Pointing dataset entries
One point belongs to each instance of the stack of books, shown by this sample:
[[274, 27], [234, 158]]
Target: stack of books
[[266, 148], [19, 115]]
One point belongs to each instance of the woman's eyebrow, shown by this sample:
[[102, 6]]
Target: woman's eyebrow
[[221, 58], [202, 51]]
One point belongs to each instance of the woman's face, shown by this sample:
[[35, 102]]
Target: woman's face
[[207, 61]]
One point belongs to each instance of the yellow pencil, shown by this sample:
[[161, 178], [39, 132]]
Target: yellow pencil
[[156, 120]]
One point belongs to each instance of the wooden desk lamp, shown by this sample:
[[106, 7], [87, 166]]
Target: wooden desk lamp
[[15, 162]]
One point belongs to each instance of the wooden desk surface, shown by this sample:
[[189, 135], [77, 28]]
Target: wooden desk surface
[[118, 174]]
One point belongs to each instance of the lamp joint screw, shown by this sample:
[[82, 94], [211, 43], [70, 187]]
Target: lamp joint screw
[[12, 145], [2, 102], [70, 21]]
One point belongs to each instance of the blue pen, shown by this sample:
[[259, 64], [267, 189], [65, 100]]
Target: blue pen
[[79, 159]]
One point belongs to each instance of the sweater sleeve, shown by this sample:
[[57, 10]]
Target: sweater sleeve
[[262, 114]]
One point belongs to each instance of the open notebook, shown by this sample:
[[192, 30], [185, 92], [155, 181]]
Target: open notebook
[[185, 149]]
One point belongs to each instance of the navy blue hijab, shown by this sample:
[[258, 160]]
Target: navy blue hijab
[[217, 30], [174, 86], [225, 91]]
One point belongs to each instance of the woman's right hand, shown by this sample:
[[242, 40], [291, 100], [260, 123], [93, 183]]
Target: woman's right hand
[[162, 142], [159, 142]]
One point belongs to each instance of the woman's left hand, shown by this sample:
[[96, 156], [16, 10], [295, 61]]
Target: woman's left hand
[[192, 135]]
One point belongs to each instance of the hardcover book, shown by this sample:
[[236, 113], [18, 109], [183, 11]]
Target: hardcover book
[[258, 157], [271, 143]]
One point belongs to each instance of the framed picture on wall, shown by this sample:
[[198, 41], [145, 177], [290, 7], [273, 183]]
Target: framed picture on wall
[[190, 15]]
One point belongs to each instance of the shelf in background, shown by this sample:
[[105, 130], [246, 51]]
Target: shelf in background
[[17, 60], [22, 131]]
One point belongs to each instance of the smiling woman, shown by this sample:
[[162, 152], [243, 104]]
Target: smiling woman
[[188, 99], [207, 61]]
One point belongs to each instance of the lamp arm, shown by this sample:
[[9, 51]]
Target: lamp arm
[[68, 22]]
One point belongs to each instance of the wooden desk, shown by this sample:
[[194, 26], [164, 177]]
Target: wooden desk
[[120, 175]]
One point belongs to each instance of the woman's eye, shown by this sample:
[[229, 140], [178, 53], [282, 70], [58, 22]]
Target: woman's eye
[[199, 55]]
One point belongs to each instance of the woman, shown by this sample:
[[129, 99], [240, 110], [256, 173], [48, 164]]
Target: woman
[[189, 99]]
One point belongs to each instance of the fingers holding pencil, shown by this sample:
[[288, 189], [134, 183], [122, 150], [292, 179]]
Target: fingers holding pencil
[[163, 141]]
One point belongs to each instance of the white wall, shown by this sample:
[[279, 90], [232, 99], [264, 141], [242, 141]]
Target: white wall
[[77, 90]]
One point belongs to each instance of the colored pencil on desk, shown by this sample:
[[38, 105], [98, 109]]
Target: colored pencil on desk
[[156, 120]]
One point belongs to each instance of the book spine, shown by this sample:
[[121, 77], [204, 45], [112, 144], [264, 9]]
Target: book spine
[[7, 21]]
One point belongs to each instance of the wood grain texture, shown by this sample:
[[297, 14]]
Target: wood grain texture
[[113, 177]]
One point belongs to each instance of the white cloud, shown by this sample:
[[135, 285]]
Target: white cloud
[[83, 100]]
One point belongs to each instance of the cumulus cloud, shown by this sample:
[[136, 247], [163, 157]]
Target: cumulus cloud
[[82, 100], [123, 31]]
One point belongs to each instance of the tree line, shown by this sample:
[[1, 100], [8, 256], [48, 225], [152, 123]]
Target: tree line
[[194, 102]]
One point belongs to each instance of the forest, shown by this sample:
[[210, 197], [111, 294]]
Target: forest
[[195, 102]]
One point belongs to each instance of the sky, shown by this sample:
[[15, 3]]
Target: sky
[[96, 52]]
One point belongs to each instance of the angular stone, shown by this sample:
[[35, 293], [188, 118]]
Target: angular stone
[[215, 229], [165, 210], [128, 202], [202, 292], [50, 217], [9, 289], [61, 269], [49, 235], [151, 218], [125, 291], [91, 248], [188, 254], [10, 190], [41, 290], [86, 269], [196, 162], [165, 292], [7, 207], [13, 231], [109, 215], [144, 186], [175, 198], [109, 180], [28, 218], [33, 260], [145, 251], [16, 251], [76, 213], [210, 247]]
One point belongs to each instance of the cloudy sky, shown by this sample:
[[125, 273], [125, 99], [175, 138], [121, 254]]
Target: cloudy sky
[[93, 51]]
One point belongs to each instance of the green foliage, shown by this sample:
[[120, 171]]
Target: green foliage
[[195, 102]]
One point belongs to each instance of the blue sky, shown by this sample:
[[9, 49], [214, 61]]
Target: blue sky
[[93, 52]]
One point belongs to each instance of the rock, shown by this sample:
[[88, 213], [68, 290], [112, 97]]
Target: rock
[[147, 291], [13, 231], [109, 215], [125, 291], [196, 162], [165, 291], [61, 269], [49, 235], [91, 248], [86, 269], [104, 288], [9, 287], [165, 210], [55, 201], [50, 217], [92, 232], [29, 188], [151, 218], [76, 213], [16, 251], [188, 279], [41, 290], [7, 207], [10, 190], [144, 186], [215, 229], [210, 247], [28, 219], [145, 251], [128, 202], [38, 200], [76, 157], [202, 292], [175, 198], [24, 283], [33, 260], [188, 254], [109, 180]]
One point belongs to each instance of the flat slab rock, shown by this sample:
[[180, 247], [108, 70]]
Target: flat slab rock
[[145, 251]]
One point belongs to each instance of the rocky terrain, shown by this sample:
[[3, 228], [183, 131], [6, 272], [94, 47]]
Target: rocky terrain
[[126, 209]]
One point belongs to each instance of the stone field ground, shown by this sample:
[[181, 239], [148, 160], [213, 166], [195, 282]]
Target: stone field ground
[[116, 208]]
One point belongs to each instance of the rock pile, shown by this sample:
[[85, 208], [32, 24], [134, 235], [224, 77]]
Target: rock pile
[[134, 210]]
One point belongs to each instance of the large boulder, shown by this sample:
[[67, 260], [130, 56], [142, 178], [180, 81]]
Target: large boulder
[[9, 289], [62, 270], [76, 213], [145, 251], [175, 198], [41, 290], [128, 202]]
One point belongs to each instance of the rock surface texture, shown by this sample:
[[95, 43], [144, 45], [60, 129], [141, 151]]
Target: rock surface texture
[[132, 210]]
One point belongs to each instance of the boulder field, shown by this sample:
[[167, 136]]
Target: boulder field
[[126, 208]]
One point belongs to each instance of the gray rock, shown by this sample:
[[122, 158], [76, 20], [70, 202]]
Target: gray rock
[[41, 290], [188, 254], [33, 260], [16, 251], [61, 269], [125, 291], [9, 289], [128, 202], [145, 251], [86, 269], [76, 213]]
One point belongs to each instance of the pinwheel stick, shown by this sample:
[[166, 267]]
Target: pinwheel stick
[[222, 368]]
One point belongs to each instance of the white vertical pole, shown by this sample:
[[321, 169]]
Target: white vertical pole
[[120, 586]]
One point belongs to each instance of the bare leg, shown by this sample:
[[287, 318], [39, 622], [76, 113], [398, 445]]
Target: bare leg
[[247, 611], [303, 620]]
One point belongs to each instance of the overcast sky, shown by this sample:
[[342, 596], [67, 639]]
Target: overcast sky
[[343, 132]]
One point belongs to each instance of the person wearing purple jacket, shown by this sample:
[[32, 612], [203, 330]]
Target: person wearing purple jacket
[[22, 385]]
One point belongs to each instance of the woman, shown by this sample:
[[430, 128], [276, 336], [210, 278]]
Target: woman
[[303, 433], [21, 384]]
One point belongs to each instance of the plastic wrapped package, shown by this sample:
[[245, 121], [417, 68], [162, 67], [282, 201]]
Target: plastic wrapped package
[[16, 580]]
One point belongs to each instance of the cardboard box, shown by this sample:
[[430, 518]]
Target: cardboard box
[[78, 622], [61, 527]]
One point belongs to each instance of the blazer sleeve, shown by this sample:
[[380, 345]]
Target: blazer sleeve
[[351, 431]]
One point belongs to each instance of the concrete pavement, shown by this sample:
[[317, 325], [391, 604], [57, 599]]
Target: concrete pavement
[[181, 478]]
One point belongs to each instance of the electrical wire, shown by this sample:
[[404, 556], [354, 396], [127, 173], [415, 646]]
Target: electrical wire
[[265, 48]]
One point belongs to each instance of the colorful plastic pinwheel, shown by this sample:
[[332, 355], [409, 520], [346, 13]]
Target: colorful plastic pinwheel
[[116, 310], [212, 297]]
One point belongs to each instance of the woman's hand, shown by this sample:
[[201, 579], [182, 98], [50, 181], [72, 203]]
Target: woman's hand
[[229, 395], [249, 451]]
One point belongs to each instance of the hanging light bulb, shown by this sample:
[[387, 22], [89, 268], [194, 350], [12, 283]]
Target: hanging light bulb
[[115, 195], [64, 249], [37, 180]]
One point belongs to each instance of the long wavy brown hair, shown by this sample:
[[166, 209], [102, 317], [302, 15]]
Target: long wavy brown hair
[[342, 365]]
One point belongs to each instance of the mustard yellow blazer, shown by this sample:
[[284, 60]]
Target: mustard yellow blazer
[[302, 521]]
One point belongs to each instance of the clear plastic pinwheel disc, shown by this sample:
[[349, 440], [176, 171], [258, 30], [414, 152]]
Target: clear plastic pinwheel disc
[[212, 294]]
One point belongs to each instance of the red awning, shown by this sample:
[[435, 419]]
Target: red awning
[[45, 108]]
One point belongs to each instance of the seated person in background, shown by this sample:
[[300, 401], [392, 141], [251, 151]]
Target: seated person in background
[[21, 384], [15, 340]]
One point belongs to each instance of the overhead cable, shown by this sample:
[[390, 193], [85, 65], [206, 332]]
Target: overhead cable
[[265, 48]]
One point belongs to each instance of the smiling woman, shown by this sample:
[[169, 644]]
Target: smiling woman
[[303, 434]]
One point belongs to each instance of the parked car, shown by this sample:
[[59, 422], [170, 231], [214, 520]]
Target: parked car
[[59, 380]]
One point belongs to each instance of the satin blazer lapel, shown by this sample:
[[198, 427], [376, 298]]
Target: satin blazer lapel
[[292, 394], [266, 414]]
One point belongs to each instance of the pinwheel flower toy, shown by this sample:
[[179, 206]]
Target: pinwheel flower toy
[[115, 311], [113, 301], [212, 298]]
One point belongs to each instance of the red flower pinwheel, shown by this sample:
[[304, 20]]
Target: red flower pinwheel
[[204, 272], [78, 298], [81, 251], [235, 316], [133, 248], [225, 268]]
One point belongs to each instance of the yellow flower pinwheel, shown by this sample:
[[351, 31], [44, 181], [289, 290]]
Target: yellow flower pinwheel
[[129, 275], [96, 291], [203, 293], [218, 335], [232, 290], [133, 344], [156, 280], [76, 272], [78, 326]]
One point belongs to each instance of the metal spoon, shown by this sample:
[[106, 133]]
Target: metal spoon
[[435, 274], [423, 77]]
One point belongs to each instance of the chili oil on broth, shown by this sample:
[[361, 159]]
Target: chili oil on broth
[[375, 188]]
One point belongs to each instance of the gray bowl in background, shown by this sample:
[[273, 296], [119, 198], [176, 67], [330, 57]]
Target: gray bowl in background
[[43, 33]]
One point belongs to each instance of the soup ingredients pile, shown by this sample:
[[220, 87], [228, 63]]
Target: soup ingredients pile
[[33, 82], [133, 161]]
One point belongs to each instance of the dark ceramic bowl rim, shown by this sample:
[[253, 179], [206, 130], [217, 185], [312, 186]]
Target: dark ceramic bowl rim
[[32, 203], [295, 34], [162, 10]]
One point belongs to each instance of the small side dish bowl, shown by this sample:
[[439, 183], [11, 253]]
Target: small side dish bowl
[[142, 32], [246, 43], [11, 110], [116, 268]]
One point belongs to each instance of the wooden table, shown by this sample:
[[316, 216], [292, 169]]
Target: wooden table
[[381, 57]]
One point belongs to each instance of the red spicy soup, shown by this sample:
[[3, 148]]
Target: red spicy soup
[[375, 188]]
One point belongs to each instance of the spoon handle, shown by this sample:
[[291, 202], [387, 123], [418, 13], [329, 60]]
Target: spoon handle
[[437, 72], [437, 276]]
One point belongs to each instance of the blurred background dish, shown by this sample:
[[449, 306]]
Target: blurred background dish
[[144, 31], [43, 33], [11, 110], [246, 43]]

Given problem:
Copy the lines starting at the one containing "One point belongs to each instance of the wooden desk, shown" and ending with the one containing "[[199, 55]]", swapping "woman's eye" for "woman's pupil" and changing nothing else.

Final result:
One point belongs to each instance of the wooden desk, shown by this sample:
[[194, 26], [164, 177]]
Target: wooden desk
[[120, 175]]
One point belongs to each instance of the woman's pupil, shown by this sample:
[[229, 140], [178, 53], [282, 70], [58, 22]]
Target: woman's pupil
[[199, 55]]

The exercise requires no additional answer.